### Requirement
Copy the listing below line for line, starting at its first line and ending with the line that has "34L372 28L349 32L354" in it. Add nothing.

[[ Material to process, beginning ]]

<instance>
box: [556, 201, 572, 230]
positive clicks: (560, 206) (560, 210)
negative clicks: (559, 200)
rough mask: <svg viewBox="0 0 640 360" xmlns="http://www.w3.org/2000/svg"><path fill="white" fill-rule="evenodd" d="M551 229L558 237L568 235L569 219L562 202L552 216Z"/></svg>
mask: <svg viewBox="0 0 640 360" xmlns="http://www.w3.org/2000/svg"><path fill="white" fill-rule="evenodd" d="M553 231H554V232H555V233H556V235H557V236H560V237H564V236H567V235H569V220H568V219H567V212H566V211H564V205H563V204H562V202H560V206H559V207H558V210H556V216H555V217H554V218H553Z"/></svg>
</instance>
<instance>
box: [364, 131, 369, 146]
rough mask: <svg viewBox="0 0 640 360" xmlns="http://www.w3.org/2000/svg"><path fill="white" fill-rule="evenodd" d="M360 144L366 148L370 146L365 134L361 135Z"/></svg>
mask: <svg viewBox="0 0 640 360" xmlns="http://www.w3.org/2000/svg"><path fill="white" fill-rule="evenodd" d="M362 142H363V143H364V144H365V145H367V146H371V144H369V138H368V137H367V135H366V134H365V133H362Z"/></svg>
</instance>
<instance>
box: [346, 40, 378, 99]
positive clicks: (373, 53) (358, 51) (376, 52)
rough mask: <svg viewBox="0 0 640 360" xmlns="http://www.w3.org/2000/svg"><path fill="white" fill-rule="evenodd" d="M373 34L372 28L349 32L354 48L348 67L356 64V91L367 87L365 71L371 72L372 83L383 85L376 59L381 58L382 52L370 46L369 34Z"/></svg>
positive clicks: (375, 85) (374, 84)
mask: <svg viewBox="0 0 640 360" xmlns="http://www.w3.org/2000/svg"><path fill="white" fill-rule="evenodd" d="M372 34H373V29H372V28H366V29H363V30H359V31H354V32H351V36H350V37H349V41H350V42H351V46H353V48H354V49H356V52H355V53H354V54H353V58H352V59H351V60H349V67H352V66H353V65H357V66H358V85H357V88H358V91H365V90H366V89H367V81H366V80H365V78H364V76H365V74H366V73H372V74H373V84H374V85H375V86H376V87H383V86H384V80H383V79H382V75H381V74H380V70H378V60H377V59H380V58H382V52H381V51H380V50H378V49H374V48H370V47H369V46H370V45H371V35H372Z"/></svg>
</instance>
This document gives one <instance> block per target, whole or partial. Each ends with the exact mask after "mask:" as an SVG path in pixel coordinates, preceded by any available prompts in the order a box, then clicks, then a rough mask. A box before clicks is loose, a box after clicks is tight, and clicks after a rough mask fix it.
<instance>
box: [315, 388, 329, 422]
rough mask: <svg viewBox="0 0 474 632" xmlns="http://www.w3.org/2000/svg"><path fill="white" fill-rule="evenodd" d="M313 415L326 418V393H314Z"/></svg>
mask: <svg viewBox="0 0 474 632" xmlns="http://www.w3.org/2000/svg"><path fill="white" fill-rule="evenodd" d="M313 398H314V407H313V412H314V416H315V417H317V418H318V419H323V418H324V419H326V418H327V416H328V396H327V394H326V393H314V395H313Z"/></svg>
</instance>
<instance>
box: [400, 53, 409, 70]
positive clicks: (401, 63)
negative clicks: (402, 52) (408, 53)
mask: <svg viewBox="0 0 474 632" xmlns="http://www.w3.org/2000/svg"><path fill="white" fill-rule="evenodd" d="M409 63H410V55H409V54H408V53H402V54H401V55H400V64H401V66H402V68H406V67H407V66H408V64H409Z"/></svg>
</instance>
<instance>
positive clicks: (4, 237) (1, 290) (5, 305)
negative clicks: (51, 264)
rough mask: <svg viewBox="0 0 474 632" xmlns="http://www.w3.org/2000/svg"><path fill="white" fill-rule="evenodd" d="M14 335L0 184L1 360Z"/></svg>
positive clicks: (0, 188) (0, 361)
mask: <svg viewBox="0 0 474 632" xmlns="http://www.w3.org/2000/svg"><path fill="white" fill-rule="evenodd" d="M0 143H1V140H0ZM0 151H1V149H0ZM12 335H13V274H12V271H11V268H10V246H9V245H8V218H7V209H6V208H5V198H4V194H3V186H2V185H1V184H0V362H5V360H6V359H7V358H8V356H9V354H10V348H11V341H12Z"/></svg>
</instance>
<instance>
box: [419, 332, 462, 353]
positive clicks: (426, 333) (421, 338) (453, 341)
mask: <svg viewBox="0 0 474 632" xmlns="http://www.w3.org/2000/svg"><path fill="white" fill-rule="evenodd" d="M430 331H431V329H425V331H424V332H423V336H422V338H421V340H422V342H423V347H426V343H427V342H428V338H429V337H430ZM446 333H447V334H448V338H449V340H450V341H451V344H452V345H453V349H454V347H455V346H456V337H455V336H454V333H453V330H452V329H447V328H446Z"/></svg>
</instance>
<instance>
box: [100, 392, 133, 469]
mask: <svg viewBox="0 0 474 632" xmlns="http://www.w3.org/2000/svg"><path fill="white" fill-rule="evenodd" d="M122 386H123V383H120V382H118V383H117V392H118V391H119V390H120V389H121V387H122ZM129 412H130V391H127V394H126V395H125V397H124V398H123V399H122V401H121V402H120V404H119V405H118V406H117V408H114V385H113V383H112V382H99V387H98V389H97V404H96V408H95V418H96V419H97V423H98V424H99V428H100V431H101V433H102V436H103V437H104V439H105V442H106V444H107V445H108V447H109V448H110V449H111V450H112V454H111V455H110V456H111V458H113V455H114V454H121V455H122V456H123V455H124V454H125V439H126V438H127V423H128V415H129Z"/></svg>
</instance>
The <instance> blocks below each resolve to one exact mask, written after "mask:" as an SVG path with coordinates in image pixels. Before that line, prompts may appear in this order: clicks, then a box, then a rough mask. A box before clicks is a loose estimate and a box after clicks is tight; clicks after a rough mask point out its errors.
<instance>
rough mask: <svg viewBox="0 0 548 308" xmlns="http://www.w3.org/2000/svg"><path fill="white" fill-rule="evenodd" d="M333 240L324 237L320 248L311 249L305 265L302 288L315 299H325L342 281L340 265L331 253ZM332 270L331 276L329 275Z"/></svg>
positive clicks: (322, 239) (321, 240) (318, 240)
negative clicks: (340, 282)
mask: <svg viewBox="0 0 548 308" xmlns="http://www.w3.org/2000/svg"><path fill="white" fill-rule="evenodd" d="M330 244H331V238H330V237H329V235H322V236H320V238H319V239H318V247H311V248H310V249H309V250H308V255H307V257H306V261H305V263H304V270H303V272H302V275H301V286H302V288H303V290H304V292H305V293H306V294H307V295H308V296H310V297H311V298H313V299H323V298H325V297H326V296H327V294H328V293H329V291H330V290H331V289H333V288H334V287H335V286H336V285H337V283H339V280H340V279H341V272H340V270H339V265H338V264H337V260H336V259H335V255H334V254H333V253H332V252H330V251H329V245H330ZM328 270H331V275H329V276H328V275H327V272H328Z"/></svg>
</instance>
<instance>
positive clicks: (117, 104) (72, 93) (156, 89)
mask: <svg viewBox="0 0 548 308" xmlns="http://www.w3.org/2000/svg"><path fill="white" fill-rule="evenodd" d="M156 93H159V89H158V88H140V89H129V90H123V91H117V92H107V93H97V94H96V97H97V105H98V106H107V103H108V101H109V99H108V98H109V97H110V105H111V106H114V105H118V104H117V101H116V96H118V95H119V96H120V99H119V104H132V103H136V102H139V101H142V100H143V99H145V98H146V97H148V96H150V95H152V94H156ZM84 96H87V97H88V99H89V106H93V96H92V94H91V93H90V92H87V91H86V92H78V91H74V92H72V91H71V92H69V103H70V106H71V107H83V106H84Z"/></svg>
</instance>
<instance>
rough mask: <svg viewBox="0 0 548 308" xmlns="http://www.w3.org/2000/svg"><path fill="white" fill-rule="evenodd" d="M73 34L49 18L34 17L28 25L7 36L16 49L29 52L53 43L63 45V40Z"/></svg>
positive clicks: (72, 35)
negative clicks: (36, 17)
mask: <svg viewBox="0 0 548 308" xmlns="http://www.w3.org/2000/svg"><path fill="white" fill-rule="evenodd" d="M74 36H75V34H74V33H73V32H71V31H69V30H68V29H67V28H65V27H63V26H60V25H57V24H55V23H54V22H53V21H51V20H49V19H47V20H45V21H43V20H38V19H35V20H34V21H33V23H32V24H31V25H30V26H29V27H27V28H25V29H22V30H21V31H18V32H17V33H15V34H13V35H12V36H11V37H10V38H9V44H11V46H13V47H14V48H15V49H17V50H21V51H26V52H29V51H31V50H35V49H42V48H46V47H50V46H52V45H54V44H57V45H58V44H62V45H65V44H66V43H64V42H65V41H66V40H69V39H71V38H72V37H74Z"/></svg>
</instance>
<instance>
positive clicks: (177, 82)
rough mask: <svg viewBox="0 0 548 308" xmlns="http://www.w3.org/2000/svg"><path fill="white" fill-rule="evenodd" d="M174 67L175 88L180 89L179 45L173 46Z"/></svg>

[[ Material to process, end ]]

### Task solution
<instance>
box: [556, 201, 572, 230]
positive clicks: (560, 206) (560, 210)
negative clicks: (559, 200)
rough mask: <svg viewBox="0 0 640 360" xmlns="http://www.w3.org/2000/svg"><path fill="white" fill-rule="evenodd" d="M551 229L558 237L568 235L569 219L562 202L552 216Z"/></svg>
mask: <svg viewBox="0 0 640 360" xmlns="http://www.w3.org/2000/svg"><path fill="white" fill-rule="evenodd" d="M553 231H554V232H555V233H556V235H557V236H560V237H564V236H567V235H569V220H568V219H567V212H566V211H564V205H563V204H562V202H560V206H559V207H558V210H556V216H555V217H554V218H553Z"/></svg>
</instance>
<instance>
box: [364, 131, 369, 146]
rough mask: <svg viewBox="0 0 640 360" xmlns="http://www.w3.org/2000/svg"><path fill="white" fill-rule="evenodd" d="M360 144L366 148L370 146L365 134L361 135Z"/></svg>
mask: <svg viewBox="0 0 640 360" xmlns="http://www.w3.org/2000/svg"><path fill="white" fill-rule="evenodd" d="M362 142H363V143H364V144H365V145H367V146H371V144H369V138H368V137H367V135H366V134H365V133H362Z"/></svg>
</instance>
<instance>
box: [346, 40, 378, 99]
positive clicks: (373, 53) (358, 51) (376, 52)
rough mask: <svg viewBox="0 0 640 360" xmlns="http://www.w3.org/2000/svg"><path fill="white" fill-rule="evenodd" d="M373 34L372 28L349 32L354 48L348 67L356 64V91L367 87L365 71L371 72L372 83L383 85L376 59L381 58L382 52L370 46L369 34Z"/></svg>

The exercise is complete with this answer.